PROBLEM: Below are records; transcribe only the line with "Pin every instance of the black handbag." and those after it, through the last line, without any change.

SOURCE DATA:
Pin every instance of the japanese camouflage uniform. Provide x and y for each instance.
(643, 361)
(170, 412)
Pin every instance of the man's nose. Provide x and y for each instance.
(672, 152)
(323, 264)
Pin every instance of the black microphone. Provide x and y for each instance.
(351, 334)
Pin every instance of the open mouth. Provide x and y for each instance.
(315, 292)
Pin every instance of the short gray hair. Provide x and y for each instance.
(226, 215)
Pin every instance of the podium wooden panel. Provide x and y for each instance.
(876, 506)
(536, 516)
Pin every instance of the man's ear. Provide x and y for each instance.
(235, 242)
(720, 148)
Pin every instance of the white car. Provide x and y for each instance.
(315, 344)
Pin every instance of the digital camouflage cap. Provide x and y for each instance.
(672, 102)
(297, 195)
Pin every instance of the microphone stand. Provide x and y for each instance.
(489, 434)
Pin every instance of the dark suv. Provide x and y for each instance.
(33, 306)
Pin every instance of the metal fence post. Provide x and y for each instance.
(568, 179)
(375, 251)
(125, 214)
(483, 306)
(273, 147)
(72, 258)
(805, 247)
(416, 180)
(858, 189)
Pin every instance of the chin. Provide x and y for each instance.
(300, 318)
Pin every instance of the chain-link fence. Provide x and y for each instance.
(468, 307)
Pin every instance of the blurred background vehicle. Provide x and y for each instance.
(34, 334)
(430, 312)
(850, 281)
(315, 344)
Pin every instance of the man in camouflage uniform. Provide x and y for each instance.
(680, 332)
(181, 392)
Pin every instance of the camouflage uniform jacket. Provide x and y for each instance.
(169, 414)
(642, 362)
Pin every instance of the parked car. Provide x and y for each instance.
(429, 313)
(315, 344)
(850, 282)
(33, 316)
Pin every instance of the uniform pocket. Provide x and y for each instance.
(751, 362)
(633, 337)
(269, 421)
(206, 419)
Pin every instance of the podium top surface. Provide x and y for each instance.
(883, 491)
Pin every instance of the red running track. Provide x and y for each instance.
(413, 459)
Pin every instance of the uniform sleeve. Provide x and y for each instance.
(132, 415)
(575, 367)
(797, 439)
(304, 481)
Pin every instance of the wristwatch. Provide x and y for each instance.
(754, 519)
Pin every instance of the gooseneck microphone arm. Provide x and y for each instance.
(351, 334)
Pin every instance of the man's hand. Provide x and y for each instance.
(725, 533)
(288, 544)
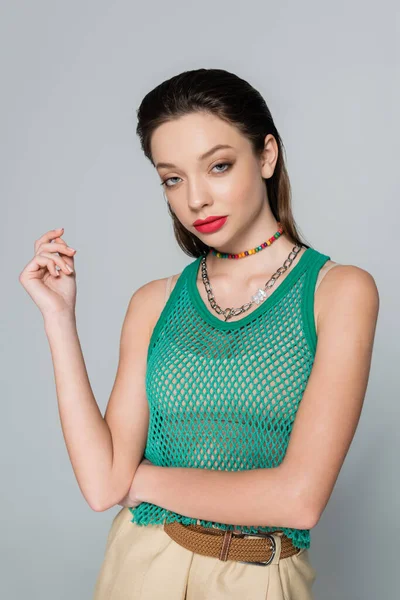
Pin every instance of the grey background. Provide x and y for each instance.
(72, 75)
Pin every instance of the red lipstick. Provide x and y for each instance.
(210, 224)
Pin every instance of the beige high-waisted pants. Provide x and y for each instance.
(144, 563)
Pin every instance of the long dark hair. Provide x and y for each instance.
(232, 99)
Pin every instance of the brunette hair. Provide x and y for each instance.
(234, 100)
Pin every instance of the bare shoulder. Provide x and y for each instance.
(149, 300)
(345, 287)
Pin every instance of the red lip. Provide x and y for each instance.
(208, 220)
(211, 226)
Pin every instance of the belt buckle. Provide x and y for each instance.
(262, 535)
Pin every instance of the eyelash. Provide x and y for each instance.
(217, 165)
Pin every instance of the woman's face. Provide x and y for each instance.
(226, 182)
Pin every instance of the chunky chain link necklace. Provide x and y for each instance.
(258, 297)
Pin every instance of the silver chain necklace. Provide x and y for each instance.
(258, 297)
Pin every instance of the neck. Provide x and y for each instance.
(267, 260)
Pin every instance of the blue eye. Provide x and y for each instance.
(222, 165)
(218, 165)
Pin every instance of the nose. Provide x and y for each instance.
(198, 196)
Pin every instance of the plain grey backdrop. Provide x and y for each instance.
(72, 76)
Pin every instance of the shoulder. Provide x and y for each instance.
(149, 299)
(345, 288)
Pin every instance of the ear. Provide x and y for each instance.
(269, 156)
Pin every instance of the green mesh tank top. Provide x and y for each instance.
(250, 374)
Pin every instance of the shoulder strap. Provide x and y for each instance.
(323, 271)
(168, 288)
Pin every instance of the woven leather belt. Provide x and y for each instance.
(249, 548)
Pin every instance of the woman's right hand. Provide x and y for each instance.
(53, 291)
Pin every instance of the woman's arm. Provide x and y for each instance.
(105, 452)
(295, 493)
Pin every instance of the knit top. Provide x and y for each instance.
(224, 394)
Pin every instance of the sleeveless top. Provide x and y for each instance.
(224, 394)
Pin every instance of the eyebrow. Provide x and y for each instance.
(201, 157)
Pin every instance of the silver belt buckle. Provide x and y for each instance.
(263, 535)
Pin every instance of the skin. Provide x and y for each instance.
(107, 453)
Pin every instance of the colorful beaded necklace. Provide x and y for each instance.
(253, 250)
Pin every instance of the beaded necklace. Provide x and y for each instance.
(253, 250)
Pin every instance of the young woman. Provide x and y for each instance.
(241, 379)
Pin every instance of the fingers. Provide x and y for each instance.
(48, 236)
(60, 247)
(49, 260)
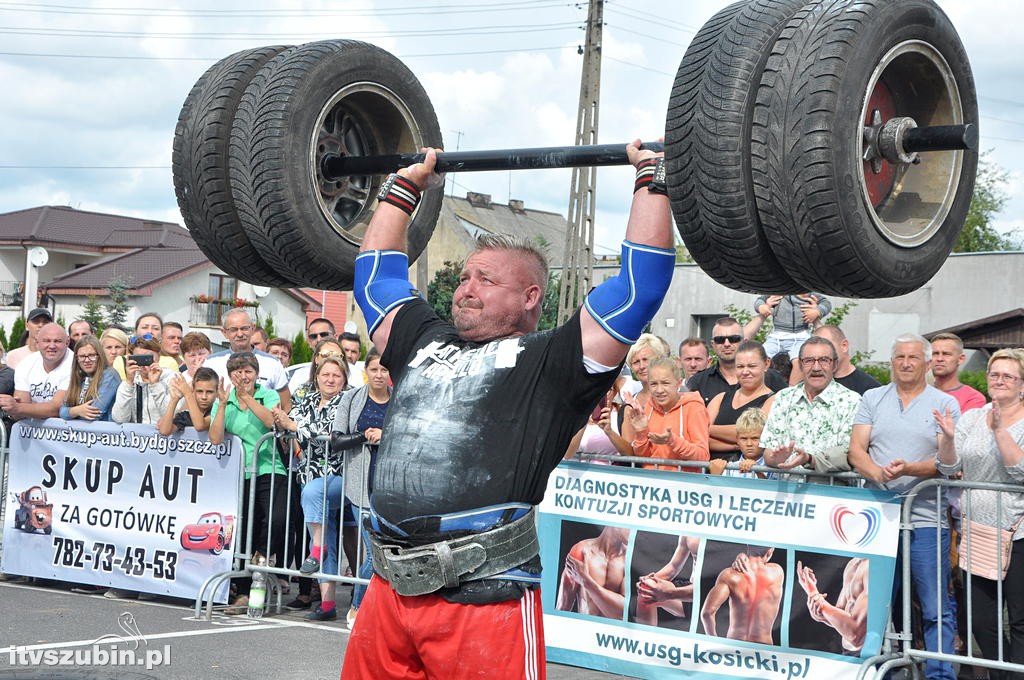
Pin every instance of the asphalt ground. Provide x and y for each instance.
(54, 629)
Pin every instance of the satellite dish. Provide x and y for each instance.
(38, 256)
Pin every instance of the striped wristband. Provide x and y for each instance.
(645, 173)
(400, 193)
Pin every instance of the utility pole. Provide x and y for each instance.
(578, 263)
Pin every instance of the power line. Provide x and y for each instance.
(662, 22)
(216, 58)
(85, 167)
(637, 66)
(647, 37)
(281, 13)
(1009, 101)
(484, 30)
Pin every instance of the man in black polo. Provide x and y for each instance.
(726, 336)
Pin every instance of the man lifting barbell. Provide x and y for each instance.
(480, 416)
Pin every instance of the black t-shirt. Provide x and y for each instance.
(473, 424)
(711, 382)
(858, 381)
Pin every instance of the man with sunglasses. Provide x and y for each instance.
(237, 328)
(41, 380)
(320, 329)
(810, 423)
(726, 335)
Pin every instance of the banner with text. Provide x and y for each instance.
(649, 572)
(121, 506)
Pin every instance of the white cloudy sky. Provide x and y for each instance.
(92, 89)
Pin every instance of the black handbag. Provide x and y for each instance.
(341, 442)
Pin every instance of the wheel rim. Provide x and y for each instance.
(361, 119)
(909, 203)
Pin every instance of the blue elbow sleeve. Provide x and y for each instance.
(381, 284)
(624, 305)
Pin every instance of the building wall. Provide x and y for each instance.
(172, 303)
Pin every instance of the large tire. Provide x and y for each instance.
(829, 222)
(200, 167)
(338, 95)
(708, 143)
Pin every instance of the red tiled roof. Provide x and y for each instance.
(67, 226)
(144, 267)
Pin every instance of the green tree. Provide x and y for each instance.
(979, 235)
(743, 315)
(300, 349)
(117, 311)
(16, 331)
(92, 311)
(441, 288)
(549, 308)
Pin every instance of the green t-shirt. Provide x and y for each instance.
(249, 428)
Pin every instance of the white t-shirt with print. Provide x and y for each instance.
(31, 376)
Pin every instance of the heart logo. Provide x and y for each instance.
(848, 525)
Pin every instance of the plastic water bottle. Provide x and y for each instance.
(257, 596)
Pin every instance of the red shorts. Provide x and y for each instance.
(425, 636)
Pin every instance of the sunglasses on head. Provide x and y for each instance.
(720, 339)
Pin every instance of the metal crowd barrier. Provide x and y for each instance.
(3, 480)
(903, 651)
(829, 478)
(244, 565)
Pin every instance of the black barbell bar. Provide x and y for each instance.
(334, 166)
(941, 138)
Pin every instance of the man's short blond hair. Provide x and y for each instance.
(952, 338)
(519, 244)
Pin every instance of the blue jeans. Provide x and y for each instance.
(366, 567)
(932, 595)
(313, 510)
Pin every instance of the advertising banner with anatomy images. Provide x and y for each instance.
(655, 574)
(121, 506)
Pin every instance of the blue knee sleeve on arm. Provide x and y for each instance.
(381, 284)
(626, 304)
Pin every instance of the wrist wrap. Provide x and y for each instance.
(400, 193)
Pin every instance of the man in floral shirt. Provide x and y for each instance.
(810, 423)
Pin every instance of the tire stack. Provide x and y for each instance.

REPLY TO THE EXERCISE:
Pin every instance of the black handbag. Provide x and y for each instance.
(341, 442)
Pin every instance of the wheel rim. Provide x and y for each instance.
(361, 119)
(909, 203)
Pin every instance of the blue elbow sleeve. Provide x and y for each instance.
(381, 284)
(624, 305)
Pin every instance of the building wall. Provide x and y for each instance.
(172, 303)
Pin every instance of the large tire. Provide x and y for each instance.
(829, 222)
(200, 167)
(338, 95)
(708, 143)
Pin every instance of the red tiled roof. Provide x and y for each instance.
(67, 226)
(144, 267)
Pin every instance of the green tree. Provide x and y for each instance.
(979, 235)
(743, 315)
(300, 349)
(117, 311)
(16, 331)
(92, 311)
(441, 288)
(549, 308)
Pin every instance of the green t-shirt. Provide x and y for each instance.
(249, 428)
Pin every instance of the white t-shirt with print. Provide x and y for each instance.
(31, 376)
Pin every instance of the heart logo. Provide x and y for each instance.
(848, 525)
Pin every instance of the plastic water bottle. Provide x and y for each instance.
(257, 596)
Pin every instance of the red shorts. Provide x and y for each instance.
(425, 636)
Pin every instance of the sunglasses on head. Provide x and y for each instance.
(720, 339)
Pin every instance of the metal crowd barrier. Provide x and y for each instance.
(3, 480)
(903, 651)
(829, 478)
(244, 565)
Pin every instance of the black barbell bar. Provide x and y for each instance.
(334, 166)
(941, 138)
Pin every instance of the man's short blond hair. Provide x and y for each instance.
(952, 338)
(519, 244)
Pin every instance of the blue jeans. Provide x and y for each instance.
(366, 567)
(932, 595)
(313, 510)
Pin every instance of the advertising banner with anatomy images. Provide x and y for each instance.
(655, 574)
(121, 506)
Pin every instance of the blue knee sleeve on arm. Provide x and y for each instance.
(381, 284)
(626, 304)
Pin every instance of the wrist wrap. Provide x and y for each instance.
(400, 193)
Pin every instance of the man in floral shirt. Provide x and y for each instance.
(810, 423)
Pin every instance of the tire stack. Provide x and y for each instance.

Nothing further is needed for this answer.